**Ejercicio A:** Edita el pasaje del texto proporcionado que va de "La pregunta, sobrecogedora" a "punto de inquietud?" y escríbelo de nuevo con "conmovido" en lugar de "impactado".
--- Texto proporcionado ---
El
hombre se alegra cuando hace lo que le es propio. Marco Aurelio.
Una señora que no conozco,
al devolverle a mi madre algunos escritos míos que le había prestado, no escatima
elogios, pero al final le apostilla: “Pero, tu hijo, ¿es feliz?”
La pregunta, sobrecogedora y colosal, me deja impactado cuando mi madre me lo
cuenta. ¿Qué impresión general se habrá llevado esa señora después de leer mis
escritos? ¿Qué estaré comunicando, sin apenas darme cuenta, para que alguien
indague sobre mi felicidad, tal vez con un punto de inquietud?
--- Datos mostrados ---
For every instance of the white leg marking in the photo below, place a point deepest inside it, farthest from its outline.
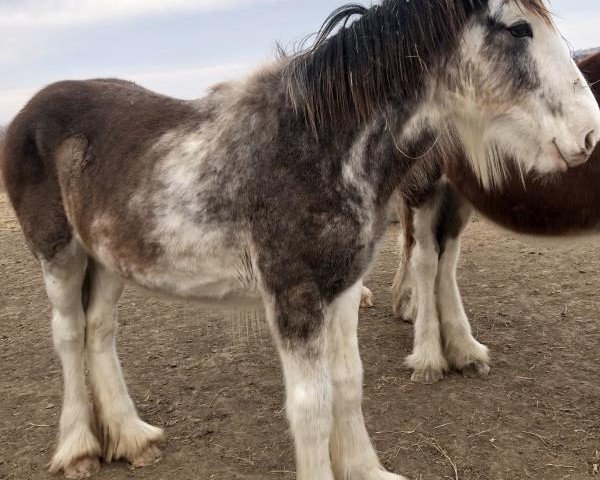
(427, 359)
(352, 454)
(124, 435)
(366, 298)
(404, 293)
(78, 448)
(309, 409)
(461, 349)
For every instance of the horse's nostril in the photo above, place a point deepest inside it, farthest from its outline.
(590, 140)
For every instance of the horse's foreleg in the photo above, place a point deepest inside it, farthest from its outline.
(123, 433)
(462, 351)
(352, 454)
(427, 359)
(404, 295)
(78, 449)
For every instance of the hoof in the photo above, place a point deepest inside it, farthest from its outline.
(149, 456)
(84, 467)
(427, 376)
(475, 370)
(383, 475)
(366, 298)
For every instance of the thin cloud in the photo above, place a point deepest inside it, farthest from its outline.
(189, 83)
(32, 13)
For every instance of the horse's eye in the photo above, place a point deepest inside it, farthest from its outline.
(521, 30)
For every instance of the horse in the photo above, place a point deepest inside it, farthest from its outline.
(560, 205)
(271, 192)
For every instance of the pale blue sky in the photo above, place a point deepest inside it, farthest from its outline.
(178, 47)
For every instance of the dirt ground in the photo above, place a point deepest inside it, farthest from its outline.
(214, 383)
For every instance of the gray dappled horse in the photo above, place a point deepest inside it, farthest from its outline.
(273, 191)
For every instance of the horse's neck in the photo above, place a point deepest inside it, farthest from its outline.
(398, 150)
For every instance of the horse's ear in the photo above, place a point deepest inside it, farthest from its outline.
(590, 66)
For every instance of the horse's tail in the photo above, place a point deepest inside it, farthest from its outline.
(29, 173)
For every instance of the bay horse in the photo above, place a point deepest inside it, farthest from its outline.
(559, 205)
(272, 192)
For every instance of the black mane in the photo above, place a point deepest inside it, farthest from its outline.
(383, 55)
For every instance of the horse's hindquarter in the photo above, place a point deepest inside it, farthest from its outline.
(142, 197)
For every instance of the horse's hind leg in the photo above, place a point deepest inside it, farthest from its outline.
(123, 433)
(352, 454)
(78, 448)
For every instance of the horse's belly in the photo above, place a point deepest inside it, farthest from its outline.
(207, 289)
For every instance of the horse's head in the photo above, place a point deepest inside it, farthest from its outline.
(513, 91)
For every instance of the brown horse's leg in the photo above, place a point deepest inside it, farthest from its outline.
(404, 295)
(123, 433)
(427, 359)
(78, 448)
(462, 351)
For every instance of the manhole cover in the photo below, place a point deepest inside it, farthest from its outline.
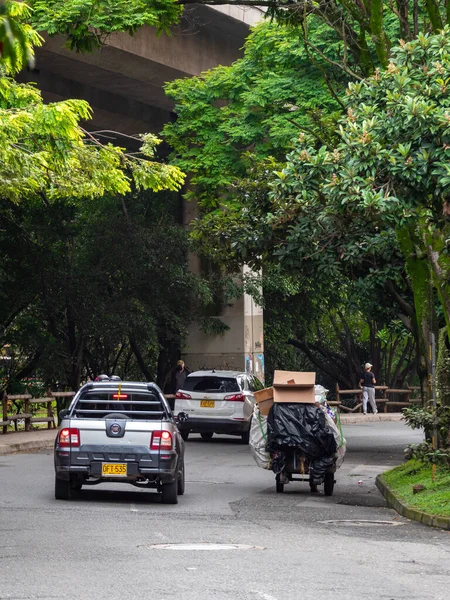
(202, 546)
(361, 523)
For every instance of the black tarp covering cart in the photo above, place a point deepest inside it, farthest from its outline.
(302, 445)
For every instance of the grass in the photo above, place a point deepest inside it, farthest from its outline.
(434, 499)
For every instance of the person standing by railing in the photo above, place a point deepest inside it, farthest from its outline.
(368, 382)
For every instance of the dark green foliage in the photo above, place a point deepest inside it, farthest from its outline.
(252, 109)
(97, 287)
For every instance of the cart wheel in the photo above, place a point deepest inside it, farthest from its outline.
(279, 485)
(328, 484)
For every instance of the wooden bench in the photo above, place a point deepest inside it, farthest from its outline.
(26, 415)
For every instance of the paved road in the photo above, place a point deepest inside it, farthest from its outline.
(98, 546)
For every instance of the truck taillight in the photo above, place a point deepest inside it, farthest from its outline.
(235, 398)
(69, 436)
(161, 440)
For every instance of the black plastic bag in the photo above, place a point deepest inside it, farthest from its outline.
(300, 426)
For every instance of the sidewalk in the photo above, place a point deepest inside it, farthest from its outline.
(25, 441)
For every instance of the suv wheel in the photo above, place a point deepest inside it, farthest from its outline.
(181, 482)
(62, 489)
(245, 436)
(169, 492)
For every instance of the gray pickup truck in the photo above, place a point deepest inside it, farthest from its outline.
(121, 432)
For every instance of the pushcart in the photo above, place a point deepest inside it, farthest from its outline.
(297, 469)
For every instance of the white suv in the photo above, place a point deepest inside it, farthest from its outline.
(217, 402)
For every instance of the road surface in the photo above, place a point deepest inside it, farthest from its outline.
(260, 545)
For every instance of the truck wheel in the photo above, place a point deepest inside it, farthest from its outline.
(62, 489)
(169, 493)
(328, 484)
(245, 436)
(181, 482)
(279, 486)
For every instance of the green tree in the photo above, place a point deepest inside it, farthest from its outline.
(44, 152)
(389, 169)
(231, 116)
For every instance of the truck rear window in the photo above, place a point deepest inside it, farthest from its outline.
(211, 384)
(94, 404)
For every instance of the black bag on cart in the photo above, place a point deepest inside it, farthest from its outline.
(300, 426)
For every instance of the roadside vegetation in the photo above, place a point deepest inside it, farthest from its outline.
(319, 159)
(433, 499)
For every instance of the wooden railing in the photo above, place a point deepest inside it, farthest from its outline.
(25, 412)
(384, 399)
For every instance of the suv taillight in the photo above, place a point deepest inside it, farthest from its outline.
(235, 398)
(161, 440)
(69, 437)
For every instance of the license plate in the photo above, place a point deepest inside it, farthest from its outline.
(207, 403)
(114, 470)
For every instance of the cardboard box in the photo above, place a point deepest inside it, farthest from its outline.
(264, 398)
(294, 386)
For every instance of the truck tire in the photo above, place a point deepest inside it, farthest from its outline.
(62, 489)
(245, 436)
(328, 484)
(169, 492)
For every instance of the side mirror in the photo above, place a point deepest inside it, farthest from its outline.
(182, 417)
(63, 413)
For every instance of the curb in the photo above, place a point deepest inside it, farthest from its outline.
(363, 420)
(26, 446)
(414, 514)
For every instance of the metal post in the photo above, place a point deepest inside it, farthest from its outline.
(433, 398)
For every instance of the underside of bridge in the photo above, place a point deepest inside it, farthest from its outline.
(123, 83)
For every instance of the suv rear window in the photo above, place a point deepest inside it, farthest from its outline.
(211, 384)
(94, 404)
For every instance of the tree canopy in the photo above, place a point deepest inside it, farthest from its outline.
(44, 152)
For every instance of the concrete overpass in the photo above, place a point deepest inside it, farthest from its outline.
(123, 83)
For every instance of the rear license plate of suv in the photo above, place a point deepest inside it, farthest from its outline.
(114, 470)
(207, 403)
---
**Ejercicio B:** Recoge todas las líneas del listado que contengan la palabra "white", distinguiendo entre mayúsculas y minúsculas.

**Resultado esperado A:**
La pregunta, sobrecogedora y colosal, me deja conmovido cuando mi madre me lo
cuenta. ¿Qué impresión general se habrá llevado esa señora después de leer mis
escritos? ¿Qué estaré comunicando, sin apenas darme cuenta, para que alguien
indague sobre mi felicidad, tal vez con un punto de inquietud?

**Resultado esperado B:**
For every instance of the white leg marking in the photo below, place a point deepest inside it, farthest from its outline.
For every instance of the white suv in the photo above, place a point deepest inside it, farthest from its outline.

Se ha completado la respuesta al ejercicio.